## Task objective
Convert the lines below into a two-column CSV with the header instruction,output and one row per block. Put the block's opening lines in the instruction field and the lines that answer them in the output field, with each field quoted and its line breaks turned into spaces.

— START —

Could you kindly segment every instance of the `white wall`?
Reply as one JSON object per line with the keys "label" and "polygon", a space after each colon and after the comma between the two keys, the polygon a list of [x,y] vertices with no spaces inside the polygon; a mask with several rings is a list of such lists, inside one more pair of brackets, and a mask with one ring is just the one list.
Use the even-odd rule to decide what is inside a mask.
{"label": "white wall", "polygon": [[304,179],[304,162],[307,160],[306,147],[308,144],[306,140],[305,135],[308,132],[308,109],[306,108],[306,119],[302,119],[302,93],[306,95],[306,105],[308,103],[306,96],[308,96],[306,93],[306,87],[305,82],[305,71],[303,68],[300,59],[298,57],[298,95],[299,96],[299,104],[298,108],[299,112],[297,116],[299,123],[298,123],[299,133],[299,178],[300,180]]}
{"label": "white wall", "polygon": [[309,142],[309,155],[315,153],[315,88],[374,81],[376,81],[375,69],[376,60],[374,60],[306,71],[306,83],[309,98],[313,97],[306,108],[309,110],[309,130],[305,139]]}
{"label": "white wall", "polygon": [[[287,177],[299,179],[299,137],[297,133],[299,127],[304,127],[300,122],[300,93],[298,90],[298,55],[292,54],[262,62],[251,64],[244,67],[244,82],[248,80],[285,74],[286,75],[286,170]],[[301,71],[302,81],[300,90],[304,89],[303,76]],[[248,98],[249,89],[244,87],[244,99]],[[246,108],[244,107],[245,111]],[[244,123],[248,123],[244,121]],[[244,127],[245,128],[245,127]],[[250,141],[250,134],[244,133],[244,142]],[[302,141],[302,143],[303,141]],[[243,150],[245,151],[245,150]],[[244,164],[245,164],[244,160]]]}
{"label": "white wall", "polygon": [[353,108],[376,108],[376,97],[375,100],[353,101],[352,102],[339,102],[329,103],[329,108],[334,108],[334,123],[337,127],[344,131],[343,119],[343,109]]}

— END —

## Result below
instruction,output
"Could you kindly segment every instance of the `white wall`? Reply as one JSON object per line with the keys ""label"" and ""polygon"", a space after each colon and after the comma between the two keys, the polygon a list of [x,y] vertices with no spaces inside the polygon; a mask with several rings is a list of such lists, inside one more pair of brackets, and a mask with one ring is just the one list. Use the even-odd rule to decide what is inside a mask.","{""label"": ""white wall"", ""polygon"": [[304,179],[304,162],[307,160],[306,147],[308,144],[306,140],[305,135],[308,132],[308,109],[306,108],[306,119],[302,119],[302,93],[306,95],[306,105],[308,103],[306,96],[308,96],[306,93],[306,87],[305,82],[305,71],[303,68],[300,59],[298,57],[298,95],[299,96],[299,104],[298,108],[299,112],[297,116],[299,123],[298,123],[299,133],[299,178],[300,180]]} {""label"": ""white wall"", ""polygon"": [[309,142],[309,155],[315,153],[315,88],[374,81],[376,81],[375,69],[376,60],[374,60],[306,71],[306,83],[309,98],[313,97],[306,108],[309,110],[309,130],[305,139]]} {""label"": ""white wall"", ""polygon"": [[[287,177],[299,179],[299,137],[297,133],[299,127],[304,127],[300,122],[300,93],[298,90],[298,55],[292,54],[262,62],[251,64],[244,67],[244,82],[248,80],[285,74],[286,75],[286,170]],[[301,71],[302,81],[300,90],[304,89],[303,76]],[[248,98],[249,89],[244,87],[244,99]],[[246,108],[244,107],[245,111]],[[244,123],[248,123],[244,121]],[[244,127],[245,128],[245,127]],[[250,141],[250,134],[244,133],[244,142]],[[302,141],[302,143],[303,141]],[[243,150],[245,151],[245,150]],[[244,164],[245,164],[244,160]]]} {""label"": ""white wall"", ""polygon"": [[353,108],[376,108],[376,97],[375,100],[353,101],[352,102],[339,102],[329,103],[329,108],[334,108],[334,123],[337,127],[344,131],[343,119],[343,109]]}"